**Goal A**: Please decide whether each statement agrees with the agreement passage: (i) IMMG has sixty days after receiving a cash call or invoice from Cardero to pay it; (ii) the monthly management fee for the second year is GBP 20,000; (iii) the directors nominated by IMM and Xxxxxxx receive emoluments for the position. Answer yes or no for each, quoting the deciding words exactly.
**Goal B**: Reproduce part of the agreement passage word for word. Begin at the words "Such expenditures will" and stop after "in respect thereof.".

**Document passage**:

⁂

Such expenditures will be incurred in accordance with a budget, forming part of the Exploration Plan, to be settled by Cardero and IMM prior to the commencement thereof, and thereafter in accordance with budgets for such ongoing exploration and other technical activities as settled by Xxxxxxx and IMM and in accordance with international mineral exploration best practices. IMMG will have sixty (60) days after receipt of a cash call or an invoice from Cardero for expenditures to make payment to Cardero in respect thereof.
6.
In consideration for providing management and administrative services to IMMG, IMM and IAG Holdings Limited (an affiliate of IMM) (“IAG”), will be entitled to charge IMMG a management fee, for a period of three years following the Effective Date, as follows:
(a)
a monthly fee of GBP 20,000 for the first year following the Effective Date;
(b)
a monthly fee of GBP 10,000 for the second year following the Effective Date; and
(c)
a monthly fee of GBP 5,000 for the third year following the Effective Date.
7.
Each of IMM and Xxxxxxx will be entitled to nominate one of the directors of IMMG. No emoluments will attach to this position. The balance of the directors will be as determined by IMM in consultation with Xxxxxxx.
8.

⁂

**Source excerpt**:
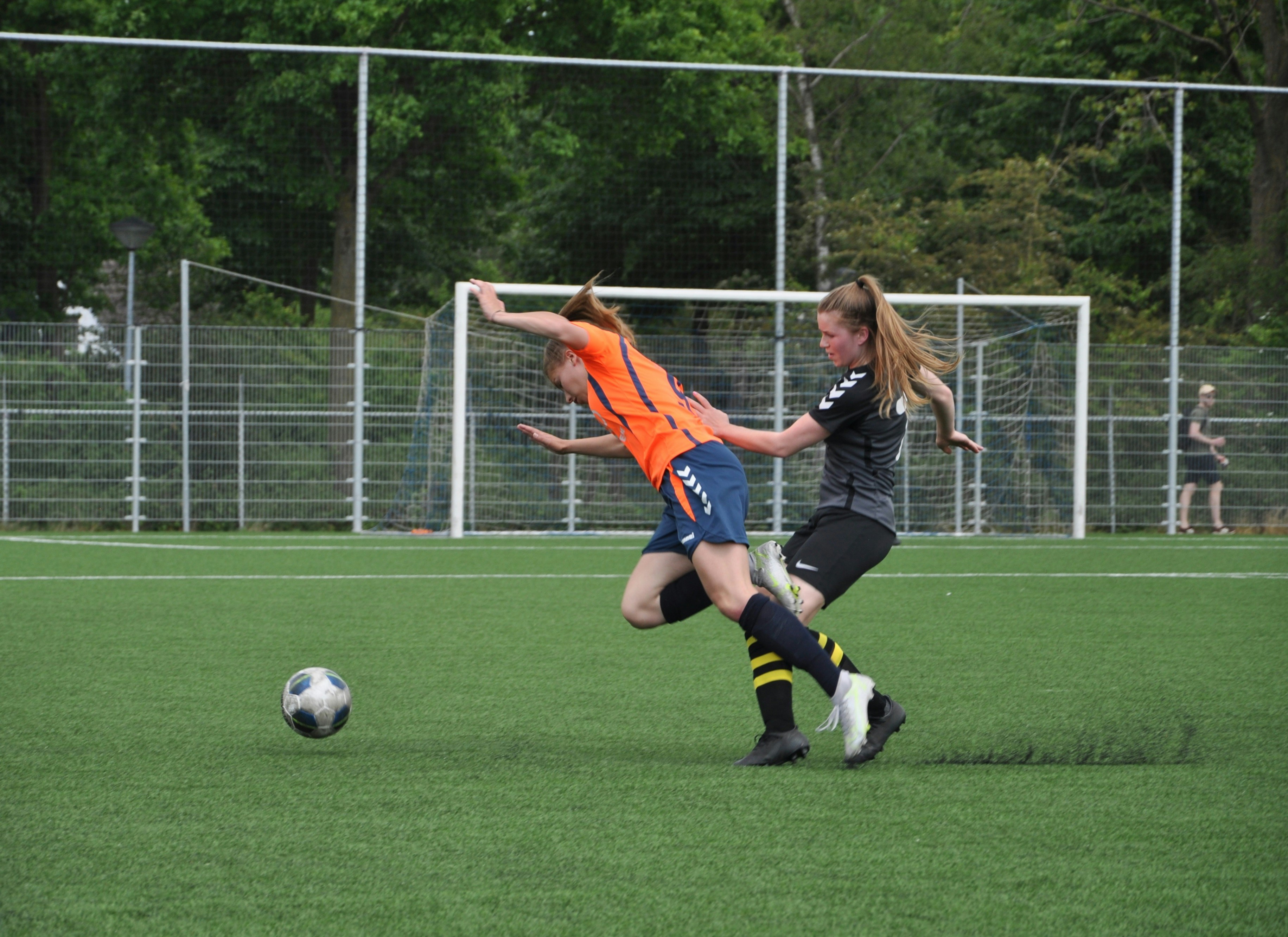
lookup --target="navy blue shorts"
[644,442,748,557]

⁂

**Final result A**:
(i) Yes: "IMMG will have sixty (60) days after receipt of a cash call or an invoice from Cardero for expenditures to make payment to Cardero in respect thereof."
(ii) No: "a monthly fee of GBP 10,000 for the second year following the Effective Date"
(iii) No: "No emoluments will attach to this position."

**Final result B**:
Such expenditures will be incurred in accordance with a budget, forming part of the Exploration Plan, to be settled by Cardero and IMM prior to the commencement thereof, and thereafter in accordance with budgets for such ongoing exploration and other technical activities as settled by Xxxxxxx and IMM and in accordance with international mineral exploration best practices. IMMG will have sixty (60) days after receipt of a cash call or an invoice from Cardero for expenditures to make payment to Cardero in respect thereof.